Opening your pond for the first time in spring or summer is an exciting occasion for any water feature enthusiast. Not only is this the best time to introduce new additions to the pond environment, but you also get to take a close look at how things have changed since it was closed. At Big Al’s, we help all kinds of pond-keepers prepare their spaces for the first time – or just for the first time this season. We have a little bit of everything to help you keep your pond and its inhabitants happy and healthy!
Step 1: Address Structural Concerns
Take some time to examine your pond feature and its immediate surroundings for damage. Winter weather conditions can cause a surprising amount of damage even to relatively durable elements such as rocks and paving cobbles. Repair or replace any damaged items such as pond liners. This will ensure that the environment is safe for plants, animals, insects, birds, and people.
Step 2: Clean your Pond Environment
Even if your pond and its immediate surroundings have simply been under snow all winter, a lot of cleaning will need done before any new features can be added. A thorough cleaning will remove any dirt, bits of trash, natural debris, and any decaying matter that can produce toxic ammonia as temperatures rise. Cleaning is also important because it discourages activity by pest species that might damage the pond in its sensitive early stages of life. Pond vacuums are very helpful when cleaning the environment after winter inactivity. Small ponds can be manually cleaned without much difficulty. Many pond owners also use natural enzymes and bacterial additives to assist with cleaning, but we'll get to that shortly.
Step 3: Service & Start your Pump
The pump is essentially the heart of your pond, pumping vital oxygen-rich water and making sure that your fish and plants get the circulation and aeration they need to thrive. Making sure your pump is running in tip-top shape is vital for the health of your pond. Select a time when you will be home for several hours so you can keep an eye on the pump during its initial period of operation. A little time is required to ensure that the water is being moved when it needs to be. This is the best time to detect any problems, so it is worth setting aside an afternoon to run the water pump for the first time. Before you plug the pump in, it is best practice to open up the pump and service the impeller, shaft, and well. The impeller assembly can become quite dirty from the previous pond season, collecting films and debris around the impeller that can cause the pump to run slower, run hotter, or stop running all together. A quick cleaning with a filter brush kit, or replacement of a damaged impeller will insure that your pump runs smoothly all season long. If for some reason your pump is no long working at all, it may be time for a new pump.
Step 4: Start your Filter
First, you will need to open up your filter and replace the old mechanical media such as sponges/foam blocks and floss pads; having a new mechanical media will ensure that your filter has optimal flow, and that no detritus or waste is being re-circulated into your pond. Be sure to also clean the biological filter media if your system has not been used in a while, so that the beneficial bacteria has the most clean surface area possible to colonize.

▸ **Extracted material**
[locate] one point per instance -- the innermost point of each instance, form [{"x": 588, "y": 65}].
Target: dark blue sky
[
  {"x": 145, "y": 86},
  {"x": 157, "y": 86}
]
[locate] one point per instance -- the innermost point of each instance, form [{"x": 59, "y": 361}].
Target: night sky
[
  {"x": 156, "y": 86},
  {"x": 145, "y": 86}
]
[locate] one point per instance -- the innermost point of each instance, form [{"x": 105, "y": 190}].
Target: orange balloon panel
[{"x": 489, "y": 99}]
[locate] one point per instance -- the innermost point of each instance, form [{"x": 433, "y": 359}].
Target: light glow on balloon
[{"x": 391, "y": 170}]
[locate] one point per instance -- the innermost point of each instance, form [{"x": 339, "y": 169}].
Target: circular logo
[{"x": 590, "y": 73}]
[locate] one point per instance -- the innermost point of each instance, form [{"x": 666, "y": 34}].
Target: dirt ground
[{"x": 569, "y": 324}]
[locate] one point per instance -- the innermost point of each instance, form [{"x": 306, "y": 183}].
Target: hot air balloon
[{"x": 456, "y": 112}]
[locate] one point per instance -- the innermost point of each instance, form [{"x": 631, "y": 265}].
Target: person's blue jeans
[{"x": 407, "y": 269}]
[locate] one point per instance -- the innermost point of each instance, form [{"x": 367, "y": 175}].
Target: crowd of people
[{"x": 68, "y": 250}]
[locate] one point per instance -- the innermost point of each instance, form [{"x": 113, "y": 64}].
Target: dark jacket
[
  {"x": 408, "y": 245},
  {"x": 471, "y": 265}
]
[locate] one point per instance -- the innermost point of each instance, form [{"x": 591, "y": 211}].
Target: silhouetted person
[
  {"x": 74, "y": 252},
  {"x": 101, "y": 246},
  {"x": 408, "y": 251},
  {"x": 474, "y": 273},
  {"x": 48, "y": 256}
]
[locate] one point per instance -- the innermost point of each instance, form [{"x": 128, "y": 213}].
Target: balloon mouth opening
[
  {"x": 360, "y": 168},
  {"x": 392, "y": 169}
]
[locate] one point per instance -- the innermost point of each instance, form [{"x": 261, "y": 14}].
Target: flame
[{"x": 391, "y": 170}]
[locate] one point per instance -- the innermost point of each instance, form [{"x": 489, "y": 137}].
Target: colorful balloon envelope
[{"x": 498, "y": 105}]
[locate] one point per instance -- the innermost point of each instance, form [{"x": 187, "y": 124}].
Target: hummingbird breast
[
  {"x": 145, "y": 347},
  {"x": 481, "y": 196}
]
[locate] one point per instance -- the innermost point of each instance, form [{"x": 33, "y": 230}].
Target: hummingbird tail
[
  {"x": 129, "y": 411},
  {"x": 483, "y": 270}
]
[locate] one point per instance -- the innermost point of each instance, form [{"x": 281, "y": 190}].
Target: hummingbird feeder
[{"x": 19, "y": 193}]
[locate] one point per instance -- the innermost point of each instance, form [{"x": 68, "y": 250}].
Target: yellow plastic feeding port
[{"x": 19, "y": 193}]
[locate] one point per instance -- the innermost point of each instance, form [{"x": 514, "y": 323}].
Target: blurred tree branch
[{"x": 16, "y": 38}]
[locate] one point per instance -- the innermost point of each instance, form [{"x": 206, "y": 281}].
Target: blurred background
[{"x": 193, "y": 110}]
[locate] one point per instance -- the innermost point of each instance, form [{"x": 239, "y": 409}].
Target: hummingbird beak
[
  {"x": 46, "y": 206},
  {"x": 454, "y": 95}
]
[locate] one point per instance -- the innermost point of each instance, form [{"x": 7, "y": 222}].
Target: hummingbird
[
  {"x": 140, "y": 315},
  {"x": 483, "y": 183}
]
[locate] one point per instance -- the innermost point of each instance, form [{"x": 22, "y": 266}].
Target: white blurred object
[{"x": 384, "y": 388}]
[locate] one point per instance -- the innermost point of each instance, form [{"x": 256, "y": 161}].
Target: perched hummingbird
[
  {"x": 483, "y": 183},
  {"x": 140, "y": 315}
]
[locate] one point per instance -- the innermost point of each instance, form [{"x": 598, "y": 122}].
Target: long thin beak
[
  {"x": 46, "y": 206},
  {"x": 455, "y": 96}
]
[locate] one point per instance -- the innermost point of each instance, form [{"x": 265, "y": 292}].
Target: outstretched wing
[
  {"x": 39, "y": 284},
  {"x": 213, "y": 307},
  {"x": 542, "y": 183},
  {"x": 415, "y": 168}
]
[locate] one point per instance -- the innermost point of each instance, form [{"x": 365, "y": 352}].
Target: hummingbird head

▸ **Requirement 1**
Translate this sentence from the spring pond-opening guide into Spanish: "Winter weather conditions can cause a surprising amount of damage even to relatively durable elements such as rocks and paving cobbles."
▸ **Requirement 2**
Write a continuation of the spring pond-opening guide, beginning right after its last sentence.

▸ **Exercise response 1**
Las condiciones climáticas del invierno pueden causar una cantidad sorprendente de daños incluso a elementos relativamente resistentes, como las rocas y los adoquines.

▸ **Exercise response 2**
Step 5: Boost your Beneficial Bacteria
Once this is done, you can boost the health of your bacteria colonies. In fact, this should be done even if the pump has been used all winter. There are several great products available that can be used to boost the effectiveness of your beneficial bacteria. Biological cleaning agents help prevent the growth of harmful or excessive entities. The right additives will help maintain an optimal balance of microbes to ensure a healthy pond environment. Some pond owners like the convenience of automatic dosing systems. This can be a good solution for periods of time when you have to be away from home. Dosing your pond environment with the right biological additives is an important part of maintaining its health throughout the year.
Step 6: Begin Testing your Water
Once your water pumping and filtration systems have been repaired and cleaned, and your pond has been prepped for the season, it's time to test the chemistry of the water. Use your preferred water testing kit to monitor levels of nitrite and ammonia. Your tests should indicate zero nitrite and ammonia. If the test displays an amount of either of these substances, perform a partial water change and redo the test. Repeat these steps until ammonia and nitrite are both absent.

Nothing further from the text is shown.